* **Tasks to perform**
A. In the exponentiated gradient text, which fairlearn class does the exponentiated gradient reduction code wrap?
B. List every name that the exponentiated gradient text imports from an aif360 module.
C. Restate the paragraph of the exponentiated gradient text beginning "Exponentiated gradient reduction is an in-processing technique" as a short bulleted list that keeps its main facts.

Exponentiated gradient reduction is an in-processing technique that reduces fair classification to a sequence of cost-sensitive classification problems, returning a randomized classifier with the lowest empirical error subject to
fair classification constraints. The code for exponentiated gradient reduction wraps the source class
fairlearn.reductions.ExponentiatedGradient
available in the https://github.com/fairlearn/fairlearn library,
licensed under the MIT Licencse, Copyright Microsoft Corporation.
This version of exponentiated gradient reduction (implemented in aif360.algorithms
) wraps the sklearn compatible version of exponentiated gradient reduction implemented in aif360.sklearn
. For a detailed tutorial on sklearn compatible exponentiated gradient reduction see examples/sklearn/demo_exponentiated_gradient_reduction_sklearn.ipynb.
import warnings
warnings.filterwarnings("ignore", category=FutureWarning)
# Load all necessary packages
from aif360.metrics import BinaryLabelDatasetMetric
from aif360.metrics import ClassificationMetric
from aif360.algorithms.preprocessing.optim_preproc_helpers.data_preproc_functions import load_preproc_data_adult
from aif360.algorithms.inprocessing.exponentiated_gradient_reduction import ExponentiatedGradientReduction
from sklearn.linear_model import LogisticRegression
from sklearn.preprocessing import MaxAbsScaler
from sklearn.metrics import accuracy_score
from IPython.display import Markdown, display
import numpy as np
# Get the dataset and split into train and test
dataset_orig = load_preproc_data_adult()

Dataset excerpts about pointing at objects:
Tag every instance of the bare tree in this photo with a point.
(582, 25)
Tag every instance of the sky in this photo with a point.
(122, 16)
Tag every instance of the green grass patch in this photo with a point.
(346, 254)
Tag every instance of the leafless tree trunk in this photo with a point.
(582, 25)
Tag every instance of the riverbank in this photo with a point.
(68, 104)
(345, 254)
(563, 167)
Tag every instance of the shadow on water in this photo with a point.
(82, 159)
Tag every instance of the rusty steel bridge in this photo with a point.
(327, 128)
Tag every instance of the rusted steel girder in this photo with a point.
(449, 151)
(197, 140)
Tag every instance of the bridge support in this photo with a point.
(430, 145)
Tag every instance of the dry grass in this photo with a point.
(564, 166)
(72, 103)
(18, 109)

* **Task results**
A. fairlearn.reductions.ExponentiatedGradient

B.
- BinaryLabelDatasetMetric
- ClassificationMetric
- load_preproc_data_adult
- ExponentiatedGradientReduction

C.
- Exponentiated gradient reduction is an in-processing technique.
- It reduces fair classification to a sequence of cost-sensitive classification problems.
- It returns a randomized classifier with the lowest empirical error subject to fair classification constraints.
- Its code wraps fairlearn.reductions.ExponentiatedGradient from the fairlearn library (https://github.com/fairlearn/fairlearn).
- That library is licensed under the MIT license, copyright Microsoft Corporation.